-- START --

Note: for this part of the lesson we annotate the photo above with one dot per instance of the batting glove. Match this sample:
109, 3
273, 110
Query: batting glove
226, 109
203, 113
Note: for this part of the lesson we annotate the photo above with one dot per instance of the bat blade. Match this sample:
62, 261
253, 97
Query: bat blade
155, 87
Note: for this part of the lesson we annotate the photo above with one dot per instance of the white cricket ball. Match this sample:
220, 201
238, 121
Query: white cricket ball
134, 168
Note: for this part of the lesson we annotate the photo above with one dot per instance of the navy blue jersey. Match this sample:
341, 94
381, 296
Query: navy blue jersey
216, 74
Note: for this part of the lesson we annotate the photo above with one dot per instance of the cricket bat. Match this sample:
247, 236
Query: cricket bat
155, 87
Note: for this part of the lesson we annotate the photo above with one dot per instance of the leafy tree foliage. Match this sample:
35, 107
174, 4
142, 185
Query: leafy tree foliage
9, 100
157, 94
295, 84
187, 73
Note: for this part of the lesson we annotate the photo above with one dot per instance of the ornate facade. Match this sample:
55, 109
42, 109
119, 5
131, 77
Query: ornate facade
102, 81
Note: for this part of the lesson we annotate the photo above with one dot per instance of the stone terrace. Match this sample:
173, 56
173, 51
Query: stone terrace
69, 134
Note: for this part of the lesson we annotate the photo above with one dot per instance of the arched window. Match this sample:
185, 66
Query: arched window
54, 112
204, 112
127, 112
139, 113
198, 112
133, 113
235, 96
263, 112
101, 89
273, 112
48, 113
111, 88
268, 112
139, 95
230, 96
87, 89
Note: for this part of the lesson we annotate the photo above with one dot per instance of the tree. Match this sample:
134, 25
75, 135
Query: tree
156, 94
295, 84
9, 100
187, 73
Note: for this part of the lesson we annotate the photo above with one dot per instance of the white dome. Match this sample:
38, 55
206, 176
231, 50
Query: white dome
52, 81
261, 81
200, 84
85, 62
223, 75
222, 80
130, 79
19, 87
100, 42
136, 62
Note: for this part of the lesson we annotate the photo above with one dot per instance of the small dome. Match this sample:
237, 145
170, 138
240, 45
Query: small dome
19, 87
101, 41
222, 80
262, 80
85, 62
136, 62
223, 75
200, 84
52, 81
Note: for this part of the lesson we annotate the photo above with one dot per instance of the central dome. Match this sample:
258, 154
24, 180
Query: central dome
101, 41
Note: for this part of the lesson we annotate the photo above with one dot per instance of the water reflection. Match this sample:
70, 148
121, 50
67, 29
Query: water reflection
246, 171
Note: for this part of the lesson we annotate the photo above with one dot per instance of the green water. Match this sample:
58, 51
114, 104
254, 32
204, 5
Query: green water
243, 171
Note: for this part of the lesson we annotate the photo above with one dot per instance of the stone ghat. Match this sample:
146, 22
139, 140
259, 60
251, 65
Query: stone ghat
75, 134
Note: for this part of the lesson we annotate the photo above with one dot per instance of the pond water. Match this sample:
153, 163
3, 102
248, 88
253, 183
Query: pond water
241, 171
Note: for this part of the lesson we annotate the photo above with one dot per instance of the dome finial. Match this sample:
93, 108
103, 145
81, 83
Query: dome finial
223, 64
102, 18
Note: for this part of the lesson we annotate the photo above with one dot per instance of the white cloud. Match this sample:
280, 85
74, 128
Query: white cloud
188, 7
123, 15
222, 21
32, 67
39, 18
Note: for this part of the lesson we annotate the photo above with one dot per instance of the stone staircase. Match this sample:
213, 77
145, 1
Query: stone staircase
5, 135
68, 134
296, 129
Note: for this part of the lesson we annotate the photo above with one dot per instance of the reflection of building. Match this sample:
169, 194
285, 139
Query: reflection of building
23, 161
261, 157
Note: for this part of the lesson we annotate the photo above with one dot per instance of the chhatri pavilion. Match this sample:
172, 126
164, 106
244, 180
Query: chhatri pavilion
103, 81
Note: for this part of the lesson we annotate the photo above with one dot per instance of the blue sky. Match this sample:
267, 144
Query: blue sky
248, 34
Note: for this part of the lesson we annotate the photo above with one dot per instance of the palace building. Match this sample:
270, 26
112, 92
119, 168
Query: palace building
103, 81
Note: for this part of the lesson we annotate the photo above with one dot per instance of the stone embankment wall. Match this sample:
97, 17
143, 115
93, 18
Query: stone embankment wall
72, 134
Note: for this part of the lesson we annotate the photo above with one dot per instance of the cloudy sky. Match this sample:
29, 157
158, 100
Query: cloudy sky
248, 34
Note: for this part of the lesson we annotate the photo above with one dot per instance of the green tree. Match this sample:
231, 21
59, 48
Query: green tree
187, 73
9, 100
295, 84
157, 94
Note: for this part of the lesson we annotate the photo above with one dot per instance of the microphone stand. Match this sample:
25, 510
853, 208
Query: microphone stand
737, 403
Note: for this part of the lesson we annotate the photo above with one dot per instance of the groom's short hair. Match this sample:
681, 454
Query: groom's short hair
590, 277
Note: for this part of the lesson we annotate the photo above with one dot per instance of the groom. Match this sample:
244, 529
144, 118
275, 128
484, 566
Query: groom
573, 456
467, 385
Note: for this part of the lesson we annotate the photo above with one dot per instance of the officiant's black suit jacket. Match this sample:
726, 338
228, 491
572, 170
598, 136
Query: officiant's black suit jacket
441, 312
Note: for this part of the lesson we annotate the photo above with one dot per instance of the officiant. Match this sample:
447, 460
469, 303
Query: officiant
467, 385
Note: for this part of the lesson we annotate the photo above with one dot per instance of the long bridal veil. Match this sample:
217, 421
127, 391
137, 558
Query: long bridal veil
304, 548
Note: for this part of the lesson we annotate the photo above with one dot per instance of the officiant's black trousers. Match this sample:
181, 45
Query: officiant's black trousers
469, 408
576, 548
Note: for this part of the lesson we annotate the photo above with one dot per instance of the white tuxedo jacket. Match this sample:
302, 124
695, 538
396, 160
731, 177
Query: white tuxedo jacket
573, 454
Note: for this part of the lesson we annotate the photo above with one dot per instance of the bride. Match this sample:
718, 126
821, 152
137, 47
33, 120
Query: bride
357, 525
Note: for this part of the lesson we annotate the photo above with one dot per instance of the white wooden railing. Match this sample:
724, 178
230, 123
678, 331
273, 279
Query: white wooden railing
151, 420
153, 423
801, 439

-- END --

● The problem: Copy every row above, reproducing each line character for character.

● Correct result:
Note: for this part of the lesson we annotate the photo above with one dot per instance of the batting glove. Match this sample:
109, 3
273, 110
Query: batting glove
226, 109
203, 113
Note: for this part of the lesson we annotate the photo above with one dot per instance of the bat blade. Match this sample:
62, 261
253, 97
Query: bat blade
155, 87
Note: for this part of the lesson we annotate the photo above with one dot per instance of the white cricket ball. Match this sample:
220, 201
238, 121
Query: white cricket ball
134, 168
Note: for this part of the lesson we annotate the photo above with one dot per instance of the navy blue jersey. Match this sample:
341, 94
381, 296
Query: navy blue jersey
216, 74
Note: for this part of the lesson we annotate the photo above with one dot per instance of the cricket bat. Match this sample:
247, 236
Query: cricket bat
155, 87
Note: for this part of the lesson we annotate the photo above with one dot per instance of the leafy tree foliage. Match this sample:
35, 107
174, 4
142, 185
Query: leafy tree foliage
9, 100
157, 94
295, 84
187, 73
Note: for this part of the lesson we annotate the photo above with one dot per instance of the ornate facade. Match this sample:
55, 109
42, 109
119, 5
131, 77
Query: ornate facade
102, 81
Note: for this part of the lesson we annotate the photo above with one dot per instance of the stone terrace. Match this sample:
173, 56
173, 51
Query: stone terrace
69, 134
Note: for this part of the lesson we annotate the photo above with one dot per instance of the arched window. Match this sample:
185, 66
Query: arched window
54, 112
204, 112
127, 112
139, 113
198, 112
133, 113
235, 96
263, 112
101, 89
273, 112
48, 113
111, 88
268, 112
139, 95
230, 96
87, 89
Note: for this part of the lesson we annotate the photo above with one dot per instance of the tree. Match this sample:
134, 25
75, 135
Query: tree
156, 94
295, 84
9, 100
187, 73
Note: for this part of the lesson we annotate the photo above with one dot per instance of the white dome. Match this sample:
38, 55
206, 176
231, 50
Query: white dome
52, 81
261, 81
200, 84
85, 62
223, 75
222, 80
130, 79
19, 87
100, 42
136, 62
Note: for this part of the lesson we annotate the photo above with one dot per instance of the small dome. Match this sample:
237, 145
170, 138
240, 45
Query: small dome
19, 87
101, 41
222, 80
262, 80
85, 62
136, 62
223, 75
200, 84
52, 81
Note: for this part of the lesson we annotate the photo above with one dot per instance of the central dome. Match this sample:
258, 154
24, 180
Query: central dome
101, 41
Note: for this part of the lesson we annotate the photo above with one dot per instance of the water reflection. Match this sample:
70, 148
121, 50
67, 29
Query: water reflection
246, 171
Note: for this part of the lesson we annotate the photo above with one dot per instance of the green water. Match this sample:
58, 51
114, 104
254, 32
204, 5
Query: green water
243, 171
Note: for this part of the lesson we annotate the photo above with one dot per instance of the stone ghat. Match this sample:
146, 22
139, 140
259, 60
251, 65
Query: stone ghat
75, 134
Note: for this part of the lesson we annotate the photo above with one dot per instance of the pond water. Match this sample:
153, 163
3, 102
248, 88
253, 183
Query: pond water
241, 171
Note: for this part of the lesson we annotate the photo above with one dot per instance of the dome finial. Match this sample:
93, 108
103, 145
81, 83
Query: dome finial
223, 64
102, 18
Note: for this part of the lesson we annotate the photo above with one dot per instance of the white cloud. Match this sample:
280, 85
74, 128
Query: white cloud
188, 7
123, 15
222, 21
32, 67
39, 18
Note: for this part of the lesson we annotate the photo above with one dot per instance of the stone staircase. Match this sample:
213, 77
145, 1
Query: stone staircase
5, 135
68, 134
296, 129
Note: for this part of the lesson we annotate the photo above with one dot per instance of the reflection of building. Match this sample:
169, 194
285, 139
Query: reflection of building
23, 161
261, 157
Note: for this part of the lesson we annotate the photo above with one dot per instance of the chhatri pavilion. Match this sample:
172, 126
164, 106
244, 180
Query: chhatri pavilion
103, 81
Note: for this part of the lesson we annotate the photo above with one dot per instance of the blue sky. Match this sample:
267, 144
Query: blue sky
248, 34
Note: for this part of the lesson we annotate the photo above with one dot per instance of the palace building. Match this sample:
270, 26
112, 92
119, 168
Query: palace building
103, 81
Note: for this part of the lesson we annotate the photo above with one dot per instance of the stone embankment wall. Match this sample:
97, 17
143, 115
93, 18
Query: stone embankment wall
72, 134
Note: for this part of the lesson we annotate the photo above with one dot per instance of the cloudy sky. Match this sample:
29, 157
158, 100
Query: cloudy sky
248, 34
Note: for this part of the lesson we annotate the photo above with one dot per instance of the green tree. Match this sample:
231, 21
59, 48
Query: green tree
187, 73
9, 100
295, 84
157, 94
Note: for this part of the lesson we annotate the photo above with one dot per instance of the microphone stand. Match this sample:
25, 510
853, 208
Query: microphone stand
737, 403
Note: for this part of the lesson we annotate the photo above with one dot per instance of the groom's short hair. Match this sample:
681, 454
Query: groom's short hair
590, 277
Note: for this part of the lesson we annotate the photo above with one dot per instance of the groom. Match this sample:
244, 529
144, 118
275, 128
484, 566
Query: groom
573, 456
467, 385
Note: for this part of the lesson we annotate the photo above with one dot per instance of the officiant's black suit jacket. Match this sample:
726, 338
228, 491
572, 170
598, 136
Query: officiant's black suit jacket
441, 312
Note: for this part of the lesson we annotate the photo above with one dot per instance of the officiant. Match this sample:
447, 460
469, 303
Query: officiant
467, 385
Note: for this part of the lesson we annotate the photo above with one dot per instance of the long bridal veil. Match this sample:
217, 421
127, 391
137, 558
Query: long bridal veil
304, 548
Note: for this part of the lesson we annotate the photo above with one dot per instance of the officiant's black trousers. Match this sample:
181, 45
Query: officiant's black trousers
469, 408
576, 548
Note: for this part of the lesson we annotate the photo above with one dot per instance of the white tuxedo jacket. Match this sample:
302, 124
695, 538
396, 160
731, 177
Query: white tuxedo jacket
573, 454
Note: for this part of the lesson we annotate the photo above with one dot per instance of the bride. Match this sample:
718, 126
821, 152
137, 47
33, 120
Query: bride
357, 525
Note: for this part of the lesson we annotate the photo above with one dot per instance of the white wooden railing. Match this sample:
724, 178
230, 123
678, 331
273, 279
Query: white wooden railing
151, 420
153, 423
801, 439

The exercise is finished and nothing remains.